-- BEGIN Source extract --
Improving Quality

As you might have noticed I now have merged Gavin’s MSF code into my development branch at Github. So far I did not put it into the master branch as part of a release. The point is that I still did not test it. The same holds true for the contributions of Aido.

Before I merge this stuff into master I want to be sure it works. Hence I ask everyone who wants to contribute please give me some feedback to one or both of the following questions:

  1. Does the MSF Code work for you?
  2. Does the (DCF77) Code work with an Arduino Leonardo?

I also improved the documentation quite a lot.

But the most work went into setting up unit tests for my library. As it turns out I introduced some subtle issues into my code while refactoring. Now I uncover and fix them one by one. Continue reading here to learn about the details.

This entry was posted in Uncategorized. Bookmark the permalink.

26 Responses to Improving Quality

  1. paxyinrs says:

    Keep a great job !
    Project works great with Crystal Mini Pro and do not work because of drift at Ceramic Nano.
    I have just combined Swiss Army Debug Helper with MB Emulator so I can with option “Dn” switch to NTP mode (MB Emulator). That way, with Scope and Debug I first find best position, with lowest noise level then I switch to MB emulation. In future, I will probably add some hardware switch for moving form one mode to another.

  2. Emmanouil A. Neonakis says:

    Great Work.
    I am thinking of using the once per second output as a time base for measuring network frequency.
    Is it in your opinion accurate and stable enough for such a use? In particular how much is the period variation?
    Thank you.
-- END Source extract --
• Requirements:
[a] Reproduce the passage of the blog post that opens with the words containing "This entry was" and closes with "mode to another.", without changing a character.
[b] According to the first response to the blog post, on which board does the project fail because of drift?
-- BEGIN Supplied information --
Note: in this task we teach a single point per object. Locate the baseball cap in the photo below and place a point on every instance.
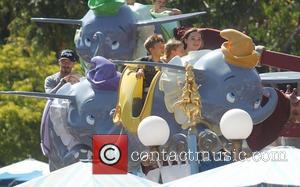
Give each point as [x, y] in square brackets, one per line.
[68, 54]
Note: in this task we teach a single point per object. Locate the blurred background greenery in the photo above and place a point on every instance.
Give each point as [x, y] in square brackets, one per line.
[28, 51]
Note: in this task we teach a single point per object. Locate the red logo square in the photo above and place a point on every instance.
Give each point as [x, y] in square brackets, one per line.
[110, 154]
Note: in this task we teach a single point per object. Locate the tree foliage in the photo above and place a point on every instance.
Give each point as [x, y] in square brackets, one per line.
[27, 51]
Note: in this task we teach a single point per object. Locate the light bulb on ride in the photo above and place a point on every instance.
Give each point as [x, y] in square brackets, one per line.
[153, 131]
[236, 124]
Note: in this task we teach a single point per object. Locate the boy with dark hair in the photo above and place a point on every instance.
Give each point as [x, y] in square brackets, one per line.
[66, 61]
[155, 48]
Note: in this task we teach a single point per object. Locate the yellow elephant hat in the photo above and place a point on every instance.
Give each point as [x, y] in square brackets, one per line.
[239, 49]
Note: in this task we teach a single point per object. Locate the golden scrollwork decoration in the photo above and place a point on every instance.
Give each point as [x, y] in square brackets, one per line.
[190, 99]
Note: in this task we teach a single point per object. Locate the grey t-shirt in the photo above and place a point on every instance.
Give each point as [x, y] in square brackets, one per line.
[51, 82]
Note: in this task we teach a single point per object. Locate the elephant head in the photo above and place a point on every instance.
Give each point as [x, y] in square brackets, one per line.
[231, 81]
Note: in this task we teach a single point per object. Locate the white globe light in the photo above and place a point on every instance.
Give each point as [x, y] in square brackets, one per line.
[153, 130]
[236, 124]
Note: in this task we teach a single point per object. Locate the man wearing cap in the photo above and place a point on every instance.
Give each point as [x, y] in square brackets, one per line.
[66, 60]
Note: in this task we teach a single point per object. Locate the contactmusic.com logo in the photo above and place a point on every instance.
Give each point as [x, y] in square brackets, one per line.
[110, 154]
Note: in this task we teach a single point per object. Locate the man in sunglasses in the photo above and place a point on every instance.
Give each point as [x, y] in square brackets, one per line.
[66, 60]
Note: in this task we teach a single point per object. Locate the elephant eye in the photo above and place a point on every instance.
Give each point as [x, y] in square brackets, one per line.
[87, 42]
[257, 104]
[115, 45]
[230, 97]
[90, 119]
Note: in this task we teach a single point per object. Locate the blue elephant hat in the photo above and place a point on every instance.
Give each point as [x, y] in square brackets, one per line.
[105, 7]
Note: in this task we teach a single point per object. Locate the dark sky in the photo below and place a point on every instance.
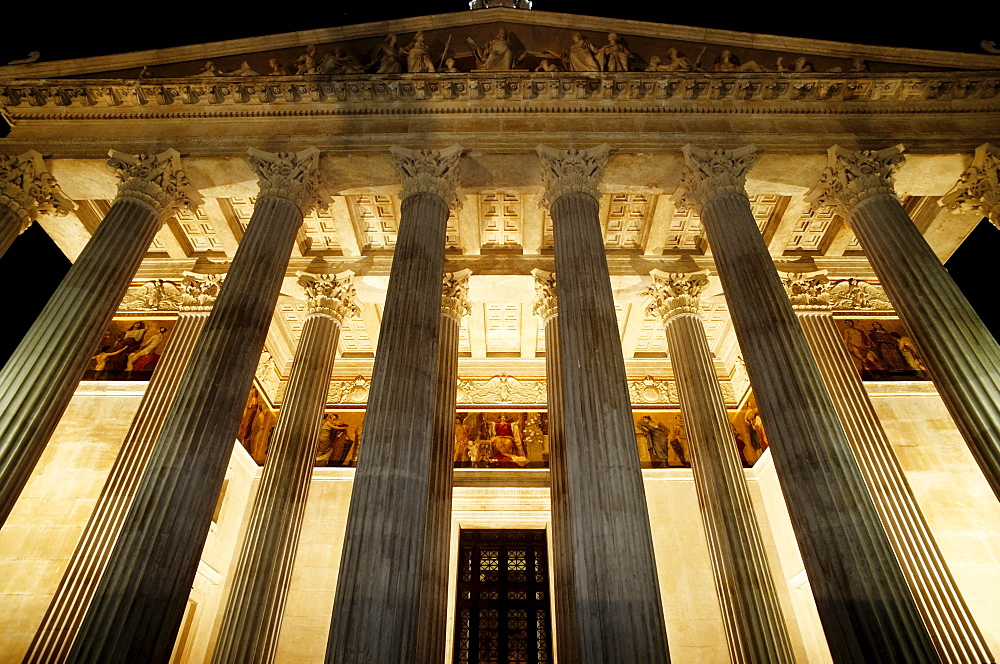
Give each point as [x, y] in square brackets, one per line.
[33, 266]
-- END Supplied information --
• Solved problems:
[a]
This entry was posted in Uncategorized. Bookmark the permalink.

26 Responses to Improving Quality

  1. paxyinrs says:

    Keep a great job !
    Project works great with Crystal Mini Pro and do not work because of drift at Ceramic Nano.
    I have just combined Swiss Army Debug Helper with MB Emulator so I can with option “Dn” switch to NTP mode (MB Emulator). That way, with Scope and Debug I first find best position, with lowest noise level then I switch to MB emulation. In future, I will probably add some hardware switch for moving form one mode to another.

[b] The Ceramic Nano.